Есть различия и в характере используемых данных. Экономисты чаще прибегают к готовым агрегированным показателям национальной статистики. А социологи в большей степени опираются на выборочные данные, которые черпаются из специально организованных под проект источников. Главным среди социологических методов сбора данных считаются анкетные опросы (социолога даже нередко представляют как «человека с анкетой»). Вдобавок социологи демонстрируют большее, по сравнению с экономистами, разнообразие методов сбора данных, среди которых также включенное наблюдение, углубленные интервью, фокус-группы. Но, заметим, все эти пути экономистам отнюдь не заказаны. Конечно, экономисты реже прибегают к опросным методам и менее искушены в технике опросов. Однако многие из них сегодня все активнее привлекают опросные данные (особенно это характерно для России с хроническими слабостями ее официальной статистики, где специальный опрос часто оказывается единственным источником необходимых данных). В свою очередь, многие социологи не чураются статистической информации. Таким образом, несмотря на традиционно сложившиеся различия применяемых методов, все-таки не здесь следует искать основной междисциплинарный водораздел. Разница в техниках сбора и анализа данных второстепенна.
2 Более раннюю версию см.: Радаев В.В. Экономическая социология: курс лекций. М.: Аспект Пресс, 1997. Глава 3.
Принципиальный вывод состоит в том, что наиболее глубокое и существенное различие между экономической теорией и экономической социологией состоит в общеметодологических предпосылках анализа, в подходах к моделированию человеческого действия, проистекающих из разнородных оснований. Эти дисциплины различаются не тем, что они изучают (подобных различий становится все меньше), а тем, как они это делают. Они ставят перед собой разные типы задач. Изучать экономику или социологию не значит выбирать между анализом экономических и социальных отношений. Это значит овладевать соответствующим подходом, который в принципе может быть применим к объектам самого разного рода.
Таким образом, говоря об экономической социологии, мы в дальнейшем будем иметь в виду особый подход, противостоящий экономическому подходу даже в случаях совпадения исследовательского объекта и методов сбора данных. В наиболее общем виде это означает использование основных концепций и аналитических инструментов социологии для анализа хозяйственных отношений. С этим положением, видимо, все согласны, но само по себе оно мало что объясняет.
-- -- --
Письменные задания >>
• 1. Назовите все методы сбора данных, которые в тексте об экономической социологии приписаны социологам.
• 2. Воспроизведите без изменений отрывок из текста об экономической социологии от слов «Таким образом, говоря» до слов «мало что объясняет.».
• 3. Напишите продолжение текста об экономической социологии, начиная сразу после его последнего предложения.
Строки, приведенные далее, — самостоятельный материал, не связанный с текстом.
-- -- --
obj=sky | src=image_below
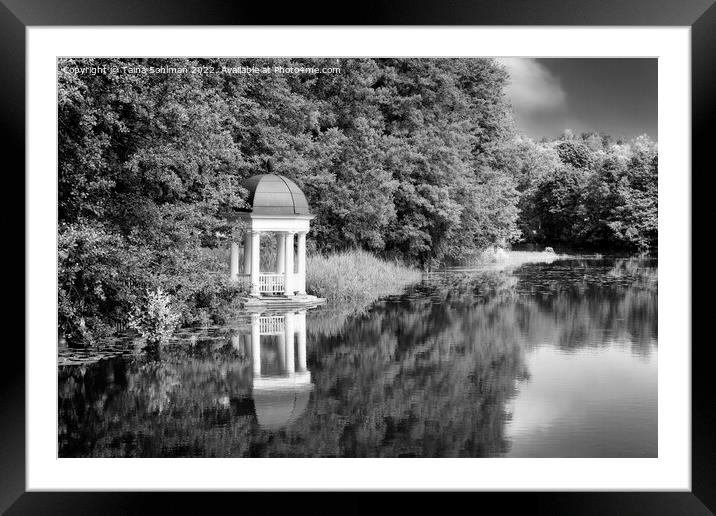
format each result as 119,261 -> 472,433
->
499,58 -> 658,140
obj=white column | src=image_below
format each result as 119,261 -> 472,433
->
229,242 -> 239,281
296,310 -> 306,372
295,231 -> 306,296
244,231 -> 251,274
283,231 -> 294,296
276,233 -> 286,274
283,312 -> 296,373
250,231 -> 261,297
276,333 -> 286,373
251,314 -> 261,376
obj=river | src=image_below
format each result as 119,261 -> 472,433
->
58,255 -> 658,457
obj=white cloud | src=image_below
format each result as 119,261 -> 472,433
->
497,57 -> 567,114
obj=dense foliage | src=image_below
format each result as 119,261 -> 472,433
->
58,58 -> 656,341
508,132 -> 658,250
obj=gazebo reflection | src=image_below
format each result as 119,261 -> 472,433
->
232,310 -> 313,430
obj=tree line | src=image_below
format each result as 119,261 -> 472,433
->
58,58 -> 657,340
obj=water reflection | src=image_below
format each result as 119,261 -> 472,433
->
248,310 -> 313,430
59,258 -> 657,457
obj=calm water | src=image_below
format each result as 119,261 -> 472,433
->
59,258 -> 658,457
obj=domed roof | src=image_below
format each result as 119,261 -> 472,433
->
243,174 -> 310,215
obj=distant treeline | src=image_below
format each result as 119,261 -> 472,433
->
58,58 -> 657,337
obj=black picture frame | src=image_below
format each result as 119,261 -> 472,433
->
5,0 -> 716,515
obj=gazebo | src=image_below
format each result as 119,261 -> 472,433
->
230,174 -> 322,305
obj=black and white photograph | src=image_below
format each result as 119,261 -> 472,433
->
57,57 -> 659,458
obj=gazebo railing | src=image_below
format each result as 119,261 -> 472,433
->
259,273 -> 284,294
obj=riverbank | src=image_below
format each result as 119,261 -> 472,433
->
465,248 -> 573,269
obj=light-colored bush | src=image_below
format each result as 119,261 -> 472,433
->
129,288 -> 179,345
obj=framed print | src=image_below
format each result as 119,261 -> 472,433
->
7,1 -> 716,514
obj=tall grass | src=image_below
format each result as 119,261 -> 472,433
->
306,250 -> 422,303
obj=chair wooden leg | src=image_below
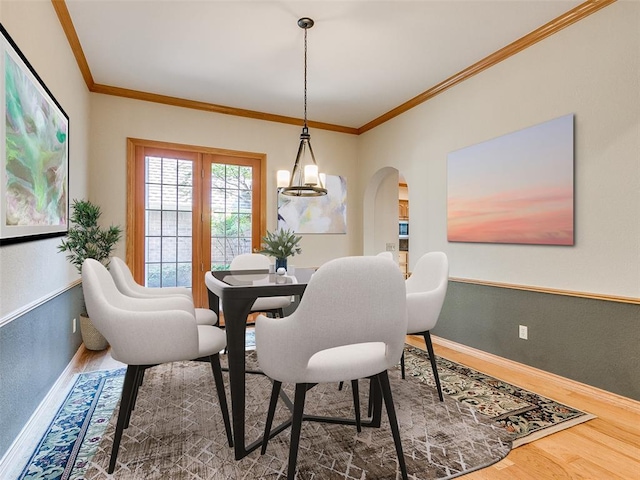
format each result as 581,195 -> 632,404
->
422,330 -> 444,402
367,377 -> 377,418
108,365 -> 142,473
209,354 -> 233,447
351,380 -> 362,433
124,365 -> 146,429
124,367 -> 148,428
377,370 -> 408,480
287,383 -> 307,480
260,380 -> 282,455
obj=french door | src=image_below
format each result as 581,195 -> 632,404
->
127,139 -> 265,306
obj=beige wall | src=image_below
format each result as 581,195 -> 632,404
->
0,0 -> 89,325
90,94 -> 362,266
359,2 -> 640,297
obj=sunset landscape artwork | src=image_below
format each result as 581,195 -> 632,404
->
447,114 -> 574,245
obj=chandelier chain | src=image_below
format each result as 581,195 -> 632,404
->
304,28 -> 307,128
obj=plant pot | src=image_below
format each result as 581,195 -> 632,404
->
80,315 -> 109,350
276,258 -> 287,272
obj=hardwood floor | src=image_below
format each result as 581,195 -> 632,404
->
408,336 -> 640,480
6,336 -> 640,480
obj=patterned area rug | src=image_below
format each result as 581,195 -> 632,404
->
19,347 -> 592,480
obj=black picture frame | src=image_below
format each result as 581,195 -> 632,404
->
0,24 -> 69,246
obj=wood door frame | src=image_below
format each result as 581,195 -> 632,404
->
125,137 -> 267,305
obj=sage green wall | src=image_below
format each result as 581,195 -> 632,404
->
432,282 -> 640,401
359,1 -> 640,400
359,1 -> 640,298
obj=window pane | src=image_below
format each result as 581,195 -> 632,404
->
145,156 -> 193,287
225,190 -> 239,212
178,212 -> 192,236
211,188 -> 225,212
145,184 -> 162,210
144,263 -> 160,287
225,165 -> 240,188
238,213 -> 251,238
178,160 -> 193,186
161,263 -> 178,287
162,237 -> 178,263
238,190 -> 251,213
211,163 -> 226,188
145,157 -> 162,183
177,259 -> 191,287
238,167 -> 252,190
162,184 -> 178,210
145,237 -> 162,263
178,237 -> 191,262
162,158 -> 178,185
145,210 -> 162,236
162,210 -> 178,237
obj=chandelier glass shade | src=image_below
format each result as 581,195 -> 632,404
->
277,17 -> 327,197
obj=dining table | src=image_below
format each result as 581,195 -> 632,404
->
207,268 -> 382,460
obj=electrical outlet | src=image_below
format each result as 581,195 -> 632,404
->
518,325 -> 529,340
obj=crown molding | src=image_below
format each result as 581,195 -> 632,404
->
358,0 -> 616,135
51,0 -> 616,135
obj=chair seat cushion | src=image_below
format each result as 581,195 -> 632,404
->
195,308 -> 218,325
251,296 -> 291,312
198,325 -> 227,357
306,342 -> 387,383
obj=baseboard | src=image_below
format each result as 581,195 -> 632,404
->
431,335 -> 640,414
0,345 -> 84,478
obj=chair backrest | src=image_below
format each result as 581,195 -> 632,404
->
82,259 -> 199,365
256,256 -> 407,378
109,257 -> 193,301
109,257 -> 141,297
406,252 -> 449,333
229,253 -> 271,270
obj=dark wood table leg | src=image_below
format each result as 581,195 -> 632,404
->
224,298 -> 255,460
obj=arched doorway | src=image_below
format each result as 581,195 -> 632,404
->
363,167 -> 408,263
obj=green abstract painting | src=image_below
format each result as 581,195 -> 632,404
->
0,24 -> 69,243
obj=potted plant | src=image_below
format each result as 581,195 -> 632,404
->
58,200 -> 122,350
259,229 -> 302,271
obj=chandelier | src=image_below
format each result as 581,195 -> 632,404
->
277,17 -> 327,197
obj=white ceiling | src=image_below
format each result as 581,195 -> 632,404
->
66,0 -> 582,128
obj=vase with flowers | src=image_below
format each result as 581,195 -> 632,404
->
260,228 -> 302,271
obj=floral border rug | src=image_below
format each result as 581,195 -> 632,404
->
17,368 -> 126,480
18,344 -> 594,480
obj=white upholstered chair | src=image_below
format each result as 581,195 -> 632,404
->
229,253 -> 291,317
401,252 -> 449,401
256,256 -> 407,479
82,259 -> 233,473
109,257 -> 218,325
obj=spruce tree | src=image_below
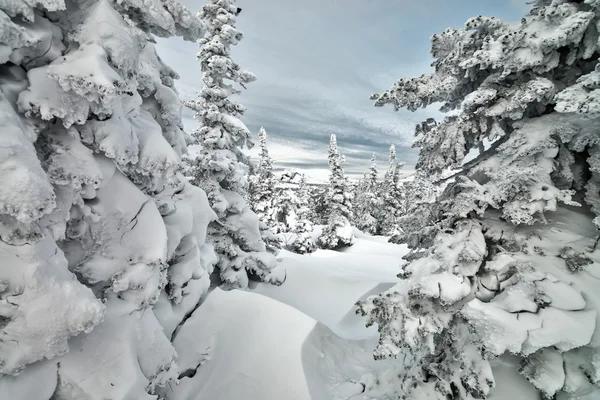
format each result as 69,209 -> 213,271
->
250,128 -> 276,227
353,153 -> 381,235
186,0 -> 283,288
318,135 -> 354,249
0,0 -> 215,400
290,174 -> 317,254
359,0 -> 600,399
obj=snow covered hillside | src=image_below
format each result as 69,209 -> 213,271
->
162,232 -> 406,400
157,231 -> 540,400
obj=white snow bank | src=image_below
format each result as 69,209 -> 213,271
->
168,289 -> 315,400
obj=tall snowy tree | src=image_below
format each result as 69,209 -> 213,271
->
318,135 -> 354,249
353,153 -> 381,235
390,170 -> 445,248
375,144 -> 404,236
0,0 -> 224,400
359,0 -> 600,399
186,0 -> 283,288
290,175 -> 317,254
250,128 -> 276,227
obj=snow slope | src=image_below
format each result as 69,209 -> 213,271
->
166,234 -> 539,400
165,236 -> 406,400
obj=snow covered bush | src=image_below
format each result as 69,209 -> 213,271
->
318,135 -> 354,249
186,0 -> 284,288
358,0 -> 600,399
0,0 -> 216,400
353,153 -> 381,235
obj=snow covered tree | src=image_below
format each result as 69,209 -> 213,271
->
250,128 -> 276,227
376,145 -> 404,236
248,127 -> 281,254
390,170 -> 445,244
318,135 -> 354,249
290,175 -> 317,254
353,153 -> 381,235
0,0 -> 223,400
308,185 -> 328,225
358,0 -> 600,399
186,0 -> 284,288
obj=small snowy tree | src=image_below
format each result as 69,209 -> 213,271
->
390,170 -> 444,248
359,0 -> 600,399
250,128 -> 276,227
290,175 -> 317,254
375,144 -> 404,236
308,185 -> 328,225
318,135 -> 354,249
248,127 -> 281,254
353,153 -> 381,235
186,0 -> 283,288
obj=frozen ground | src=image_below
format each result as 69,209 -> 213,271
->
166,233 -> 538,400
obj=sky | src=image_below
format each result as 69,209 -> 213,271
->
157,0 -> 528,180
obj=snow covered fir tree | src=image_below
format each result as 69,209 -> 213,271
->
318,135 -> 354,249
250,127 -> 276,230
359,0 -> 600,399
352,153 -> 381,235
0,0 -> 215,400
186,0 -> 284,288
376,145 -> 404,236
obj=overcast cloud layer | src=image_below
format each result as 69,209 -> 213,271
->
158,0 -> 527,179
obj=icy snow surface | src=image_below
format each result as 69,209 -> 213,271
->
169,232 -> 538,400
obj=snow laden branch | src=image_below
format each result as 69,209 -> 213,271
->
358,0 -> 600,399
186,0 -> 285,288
318,135 -> 354,249
0,0 -> 237,400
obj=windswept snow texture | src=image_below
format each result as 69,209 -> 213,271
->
168,231 -> 539,400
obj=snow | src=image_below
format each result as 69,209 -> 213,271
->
151,232 -> 538,400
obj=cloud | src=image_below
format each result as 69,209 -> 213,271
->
158,0 -> 523,176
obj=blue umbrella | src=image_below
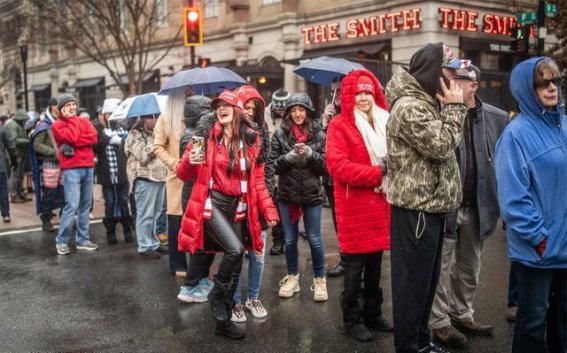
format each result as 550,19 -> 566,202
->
126,93 -> 161,118
159,66 -> 247,96
293,56 -> 364,86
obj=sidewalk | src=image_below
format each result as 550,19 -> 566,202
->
0,184 -> 104,233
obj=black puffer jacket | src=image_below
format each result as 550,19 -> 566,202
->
179,96 -> 212,210
269,124 -> 327,206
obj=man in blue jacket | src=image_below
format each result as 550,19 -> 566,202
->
429,64 -> 508,347
495,57 -> 567,353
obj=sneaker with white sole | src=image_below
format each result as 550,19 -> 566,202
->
311,277 -> 329,302
177,285 -> 208,303
244,299 -> 268,319
77,240 -> 98,251
279,274 -> 301,298
230,304 -> 246,322
55,243 -> 71,255
199,277 -> 215,295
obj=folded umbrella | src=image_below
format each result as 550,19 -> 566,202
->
-- -- --
Письменные ответы >>
• 1. Анкетные опросы, включенное наблюдение, углубленные интервью, фокус-группы.

• 2.
Таким образом, говоря об экономической социологии, мы в дальнейшем будем иметь в виду особый подход, противостоящий экономическому подходу даже в случаях совпадения исследовательского объекта и методов сбора данных. В наиболее общем виде это означает использование основных концепций и аналитических инструментов социологии для анализа хозяйственных отношений. С этим положением, видимо, все согласны, но само по себе оно мало что объясняет.

• 3.
В чем же состоит специфика социологического подхода? Экономисты берутся за объяснение весьма сложных материй (формирование цен, движение финансовых потоков и т. п.), которые для обывателя остаются тайной за семью печатями, и в итоге сводят их объяснение к логике здравого смысла, к способам поведения обычных «средних» людей. Что же касается социологии, то трудно избавиться от впечатления, что она, напротив, занимается очень «простыми» вещами, над которыми мы обычно не даем себе труда задумываться, воспринимая их на уровне здравого смысла. Можно сказать, что интенции двух дисциплин прямо противоположны: экономическая теория производит редукцию к обыденному, а экономическая социология - проблематизацию обыденного. Различие интенций связано, в том числе, с тем, что экономическая теория видит своей основной задачей предсказание, и эта прогностическая нацеленность заставляет укорачивать список анализируемых переменных и упрощать связи между ними. А экономическая социология значительно больше тяготеет к описанию, и ее дескриптивные наклонности побуждают искать все новые точки соприкосновения с реальностью и проблематизировать наблюдаемые явления.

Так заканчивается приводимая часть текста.